Search for life in space: Can surface gravity measurements be the answer?

Search for life in space: Can surface gravity measurements be the answer?

Technology News |
By eeNews Europe

Surface gravity is the intensity of the force that pulls everything on the surface of a star or celestial body towards the centre.

The team led by Thomas Kallinger of the University of Vienna has used data from the Kepler space telescope – which is searching for other worlds like the Earth – to show that variations in the brightness of distant stars can give more accurate measurements of surface gravity.

The new measurement method, which makes it possible to study even the faintest of stars, will be used in future ESA and NASA missions in order to better determine the size and habitability of planets orbiting distant stars.  The study is reported in the journal ‘Science Advances’.

Thousands of planets have discovered around distant stars but most of them were found using the so-called transit method in which the size of the planet is always only measured relative to that of the star.

In order to determine whether a newly discovered planet is more like Earth or more similar to a gas giant planet like Jupiter, it is necessary to measure the gravitational acceleration of the star.

The previous method used to measure the gravitational acceleration required the detailed analysis of stellar oscillations which was only applicable to few bright stars applicable where the signal clearly stood out from the background noise.

The University of Vienna’s team have developed a method which can measure the surface gravity of a star with high accuracy, to within a few percentage points.  The ability to measure minimum brightness changes is a key factor. Although the lights of the stars in the night sky appear constant, they are subject to measurable changes. Acoustic oscillations inside the star changes the amount the emitted light, as well as convective motions – the rising hot gas bubbles and their drop after they have cooled on the surface which can also cause changes in brightness. Both phenomena are directly influenced by the surface gravity of the star. They can be used to determine the measurement of acceleration due to gravity, which arises from the mass and the radius of the star.

What is expected:
Extend the article on measuring stellar surface gravity, starting after its last sentence. The records that follow come from a different source than the article.

Records in a dataset:
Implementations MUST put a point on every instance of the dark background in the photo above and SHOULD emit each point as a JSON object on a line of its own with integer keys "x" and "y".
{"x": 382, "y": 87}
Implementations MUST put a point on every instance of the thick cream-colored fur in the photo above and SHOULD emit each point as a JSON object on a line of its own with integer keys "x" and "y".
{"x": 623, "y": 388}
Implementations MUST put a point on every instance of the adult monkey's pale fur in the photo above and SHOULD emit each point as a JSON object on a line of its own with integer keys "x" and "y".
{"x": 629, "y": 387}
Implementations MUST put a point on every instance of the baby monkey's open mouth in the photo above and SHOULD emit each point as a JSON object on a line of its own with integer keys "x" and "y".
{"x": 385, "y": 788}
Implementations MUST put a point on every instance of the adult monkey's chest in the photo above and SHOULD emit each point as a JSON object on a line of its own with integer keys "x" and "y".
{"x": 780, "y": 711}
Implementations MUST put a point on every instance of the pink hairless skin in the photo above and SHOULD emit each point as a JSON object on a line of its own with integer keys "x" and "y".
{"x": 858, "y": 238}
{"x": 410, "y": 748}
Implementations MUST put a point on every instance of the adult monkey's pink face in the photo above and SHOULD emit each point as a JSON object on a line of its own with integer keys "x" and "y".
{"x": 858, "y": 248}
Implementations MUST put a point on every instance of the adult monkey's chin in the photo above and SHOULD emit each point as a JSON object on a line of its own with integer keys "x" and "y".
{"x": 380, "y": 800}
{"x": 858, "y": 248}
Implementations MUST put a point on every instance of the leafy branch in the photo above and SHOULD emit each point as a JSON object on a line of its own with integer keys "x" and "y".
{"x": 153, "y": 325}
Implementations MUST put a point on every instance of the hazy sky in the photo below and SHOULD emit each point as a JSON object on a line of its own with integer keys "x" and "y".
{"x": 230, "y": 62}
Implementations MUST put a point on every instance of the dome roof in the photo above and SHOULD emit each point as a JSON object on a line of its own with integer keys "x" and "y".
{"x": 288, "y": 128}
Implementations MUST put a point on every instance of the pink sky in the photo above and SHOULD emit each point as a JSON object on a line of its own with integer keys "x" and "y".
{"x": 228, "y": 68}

In response:
The new measurement method, which is called by the researchers as the ‘Autocorrelation Function Time Scale Technique’, now makes it possible, even for faint stars with strong noisy measurements to determine an accurate value for the acceleration due to gravity. The method is based on the time scale of the variations in brightness of the gravitational acceleration is inversely proportional, allowing an accuracy in the calculation of about four percent. The previous method, to determine the gravity acceleration at faint stars, only yielded an accuracy of about 25 percent.

The new technique will be able to tell scientists how big and bright a star is and if a planet around the star is the right size and temperature to have water oceans which could indicate life.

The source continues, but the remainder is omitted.